***** PAGE

In view of Equations (34) and (38), we have

$$({\mathbf{D}}^{\left(k\right)}-w{\mathbf{L}}^{\left(k\right)}){\mathbf{x}}_{k+1}=({\mathbf{D}}^{\left(k\right)}-w{\mathbf{L}}^{\left(k\right)}){\mathbf{x}}_k+w{\mathbf{b}}^{\left(k\right)}-w{\mathbf{A}}^{\left(k\right)}{\mathbf{x}}_k=({\mathbf{D}}^{\left(k\right)}-w{\mathbf{L}}^{\left(k\right)}){\mathbf{x}}_k+w{\mathbf{r}}_k;$$

(41)

removing $({\mathbf{D}}^{\left(k\right)}-w{\mathbf{L}}^{\left(k\right)}){\mathbf{x}}_k$ to the left-hand side yields

$$({\mathbf{D}}^{\left(k\right)}-w{\mathbf{L}}^{\left(k\right)})({\mathbf{x}}_{k+1}-{\mathbf{x}}_k)=w{\mathbf{r}}_k.$$

(42)

In terms of ${\mathbf{u}}_k$ in Equation (36), we can derive Equation (37). □

Motivated by the new form of the SOR in Equations (36)–(38), we can prove the following result.

Theorem 2.

For SOR, if the following condition is satisfied

$$\parallel {\mathbf{A}}^{\left(k\right)}{\mathbf{u}}_k{\parallel }^2-2{\mathbf{r}}_k^T{\mathbf{A}}^{\left(k\right)}{\mathbf{u}}_k<0,$$

(43)

then the iterative algorithm is local convergence with

$$\parallel {\mathbf{r}}_{k+1}\parallel <\parallel {\mathbf{r}}_k\parallel .$$

(44)

Proof. 

In terms of residual vector, we can rewrite Equation (36) to

$${\mathbf{r}}_{k+1}={\mathbf{r}}_k-{\mathbf{A}}^{\left(k\right)}{\mathbf{u}}_k.$$

(45)

Taking the squared norms of both sides yields

$$\parallel {\mathbf{r}}_{k+1}{\parallel }^2=\parallel {\mathbf{r}}_k{\parallel }^2-2{\mathbf{r}}_k^T{\mathbf{A}}^{\left(k\right)}{\mathbf{u}}_k+{\parallel {\mathbf{A}}^{\left(k\right)}{\mathbf{u}}_k\parallel }^2.$$

(46)

**********
***** MATERIAL

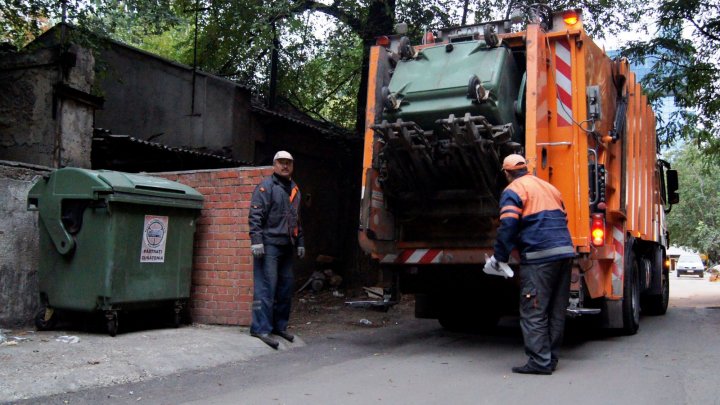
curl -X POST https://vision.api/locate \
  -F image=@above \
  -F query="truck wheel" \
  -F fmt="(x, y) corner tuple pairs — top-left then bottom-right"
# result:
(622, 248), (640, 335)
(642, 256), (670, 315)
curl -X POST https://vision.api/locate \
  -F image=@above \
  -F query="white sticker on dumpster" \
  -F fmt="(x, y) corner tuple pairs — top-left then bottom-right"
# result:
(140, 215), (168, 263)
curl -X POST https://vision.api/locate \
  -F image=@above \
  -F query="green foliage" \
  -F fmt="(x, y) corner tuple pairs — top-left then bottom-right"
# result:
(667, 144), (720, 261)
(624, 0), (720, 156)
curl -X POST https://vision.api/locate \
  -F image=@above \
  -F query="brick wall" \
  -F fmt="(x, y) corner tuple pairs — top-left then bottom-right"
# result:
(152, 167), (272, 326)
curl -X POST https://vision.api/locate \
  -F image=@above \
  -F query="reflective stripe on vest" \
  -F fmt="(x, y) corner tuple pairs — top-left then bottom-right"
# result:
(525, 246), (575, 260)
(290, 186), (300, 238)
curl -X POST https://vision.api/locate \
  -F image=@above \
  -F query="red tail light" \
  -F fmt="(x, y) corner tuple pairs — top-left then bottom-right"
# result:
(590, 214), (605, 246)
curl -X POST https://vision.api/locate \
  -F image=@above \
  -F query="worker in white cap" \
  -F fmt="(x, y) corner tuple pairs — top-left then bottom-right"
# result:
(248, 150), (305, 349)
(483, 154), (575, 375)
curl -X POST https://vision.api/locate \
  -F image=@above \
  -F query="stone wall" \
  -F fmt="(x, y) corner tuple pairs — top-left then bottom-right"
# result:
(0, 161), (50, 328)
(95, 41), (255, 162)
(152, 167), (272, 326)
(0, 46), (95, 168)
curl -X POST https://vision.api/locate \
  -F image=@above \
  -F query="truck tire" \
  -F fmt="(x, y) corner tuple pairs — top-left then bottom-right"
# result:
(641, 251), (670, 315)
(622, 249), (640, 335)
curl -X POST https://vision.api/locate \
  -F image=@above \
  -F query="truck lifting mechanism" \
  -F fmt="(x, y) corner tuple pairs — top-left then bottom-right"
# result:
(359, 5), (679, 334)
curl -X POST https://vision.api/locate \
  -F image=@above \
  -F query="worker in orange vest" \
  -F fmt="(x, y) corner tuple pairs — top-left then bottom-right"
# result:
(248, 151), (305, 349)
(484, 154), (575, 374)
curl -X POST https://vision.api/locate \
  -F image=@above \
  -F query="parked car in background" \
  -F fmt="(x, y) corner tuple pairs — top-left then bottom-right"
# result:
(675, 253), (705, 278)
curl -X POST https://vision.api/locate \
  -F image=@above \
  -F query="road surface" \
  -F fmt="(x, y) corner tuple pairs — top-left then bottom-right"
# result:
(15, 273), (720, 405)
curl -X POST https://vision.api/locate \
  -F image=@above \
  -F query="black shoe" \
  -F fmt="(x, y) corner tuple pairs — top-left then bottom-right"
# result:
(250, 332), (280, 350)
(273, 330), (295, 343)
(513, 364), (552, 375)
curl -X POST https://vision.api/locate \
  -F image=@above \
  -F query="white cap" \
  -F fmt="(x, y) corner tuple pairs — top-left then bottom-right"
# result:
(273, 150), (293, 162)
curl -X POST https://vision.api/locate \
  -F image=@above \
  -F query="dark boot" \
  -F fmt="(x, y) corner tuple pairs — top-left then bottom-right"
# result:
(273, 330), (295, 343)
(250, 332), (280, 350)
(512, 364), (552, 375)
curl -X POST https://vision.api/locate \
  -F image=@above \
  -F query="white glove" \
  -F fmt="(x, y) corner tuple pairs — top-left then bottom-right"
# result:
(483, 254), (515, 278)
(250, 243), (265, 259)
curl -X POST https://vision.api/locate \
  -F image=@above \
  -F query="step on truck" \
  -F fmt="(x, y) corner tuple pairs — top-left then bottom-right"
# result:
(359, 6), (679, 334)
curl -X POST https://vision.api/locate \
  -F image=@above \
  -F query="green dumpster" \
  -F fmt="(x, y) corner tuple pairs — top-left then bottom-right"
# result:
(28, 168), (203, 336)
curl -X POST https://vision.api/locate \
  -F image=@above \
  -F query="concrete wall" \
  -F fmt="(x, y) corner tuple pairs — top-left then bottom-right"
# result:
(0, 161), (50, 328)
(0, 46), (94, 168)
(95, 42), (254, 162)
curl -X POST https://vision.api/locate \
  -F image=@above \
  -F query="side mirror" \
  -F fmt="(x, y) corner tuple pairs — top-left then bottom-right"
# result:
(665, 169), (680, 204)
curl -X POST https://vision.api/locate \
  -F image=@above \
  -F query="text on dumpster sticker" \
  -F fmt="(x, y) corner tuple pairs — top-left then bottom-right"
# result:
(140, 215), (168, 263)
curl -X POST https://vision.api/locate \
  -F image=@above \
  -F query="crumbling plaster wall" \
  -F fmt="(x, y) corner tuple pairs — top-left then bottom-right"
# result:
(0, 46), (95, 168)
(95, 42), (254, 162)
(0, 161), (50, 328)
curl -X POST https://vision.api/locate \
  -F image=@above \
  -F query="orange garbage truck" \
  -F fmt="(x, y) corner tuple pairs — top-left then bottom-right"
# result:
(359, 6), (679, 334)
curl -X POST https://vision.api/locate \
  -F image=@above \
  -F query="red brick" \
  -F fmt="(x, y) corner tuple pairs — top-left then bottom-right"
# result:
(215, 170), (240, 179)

**********
***** MATERIAL

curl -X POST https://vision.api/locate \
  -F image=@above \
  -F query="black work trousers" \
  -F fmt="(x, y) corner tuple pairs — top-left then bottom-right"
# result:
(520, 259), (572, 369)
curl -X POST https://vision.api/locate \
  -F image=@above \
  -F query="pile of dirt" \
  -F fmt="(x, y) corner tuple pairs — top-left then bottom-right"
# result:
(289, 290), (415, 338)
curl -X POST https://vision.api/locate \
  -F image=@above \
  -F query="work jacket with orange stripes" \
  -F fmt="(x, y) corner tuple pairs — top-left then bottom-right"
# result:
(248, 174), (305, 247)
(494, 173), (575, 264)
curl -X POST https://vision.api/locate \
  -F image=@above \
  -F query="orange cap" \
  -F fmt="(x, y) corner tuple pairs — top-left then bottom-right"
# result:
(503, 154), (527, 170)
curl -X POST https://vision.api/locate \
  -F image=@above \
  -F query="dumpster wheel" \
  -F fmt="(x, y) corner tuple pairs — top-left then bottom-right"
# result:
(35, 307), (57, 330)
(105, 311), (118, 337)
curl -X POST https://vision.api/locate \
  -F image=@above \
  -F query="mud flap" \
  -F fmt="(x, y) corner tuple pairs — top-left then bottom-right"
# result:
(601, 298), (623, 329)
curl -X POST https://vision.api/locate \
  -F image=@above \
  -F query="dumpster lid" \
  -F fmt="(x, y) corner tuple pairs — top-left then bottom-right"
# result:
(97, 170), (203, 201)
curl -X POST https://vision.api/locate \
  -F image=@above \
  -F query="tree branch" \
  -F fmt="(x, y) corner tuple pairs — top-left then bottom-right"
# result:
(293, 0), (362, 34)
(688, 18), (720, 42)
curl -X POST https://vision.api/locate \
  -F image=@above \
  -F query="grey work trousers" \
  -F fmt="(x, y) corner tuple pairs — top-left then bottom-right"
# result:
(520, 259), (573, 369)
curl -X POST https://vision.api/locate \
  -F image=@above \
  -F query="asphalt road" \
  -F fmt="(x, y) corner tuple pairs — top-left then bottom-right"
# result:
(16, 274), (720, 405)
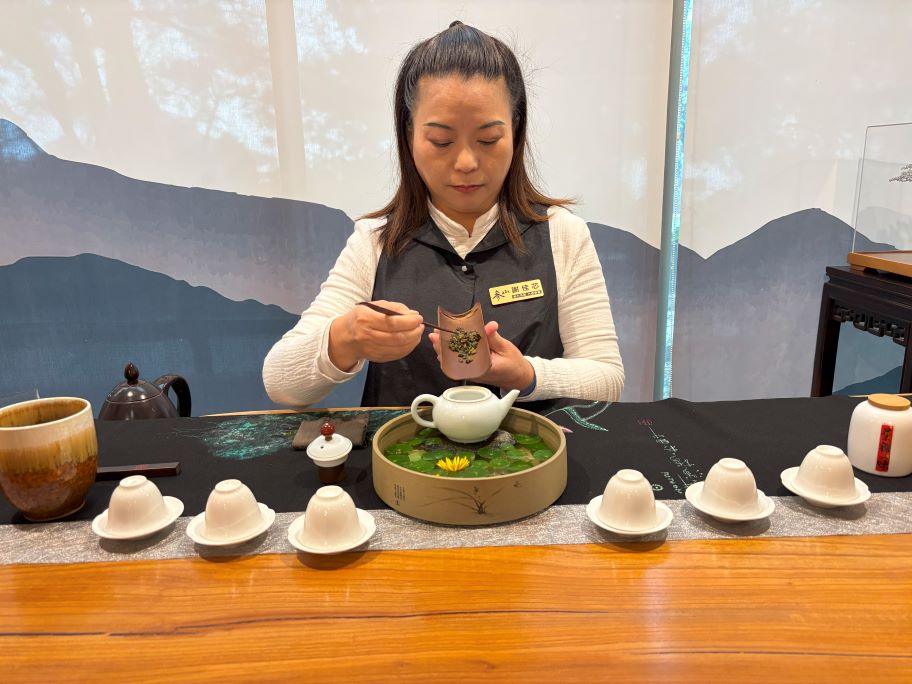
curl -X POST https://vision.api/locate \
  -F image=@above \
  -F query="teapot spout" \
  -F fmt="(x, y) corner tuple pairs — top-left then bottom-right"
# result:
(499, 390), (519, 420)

**********

Answer these questions from the text on SOR.
1. Which term is moved to the left-hand side to obtain Equation (42)?
2. What inequality does Theorem 2 give for the residual norms when its condition holds?
3. What is done to both sides of Equation (45) to produce Equation (46)?

• [RESULT BELOW]:
1. (D^(k) − wL^(k)) x_k
2. ‖r_{k+1}‖ < ‖r_k‖
3. The squared norms of both sides are taken.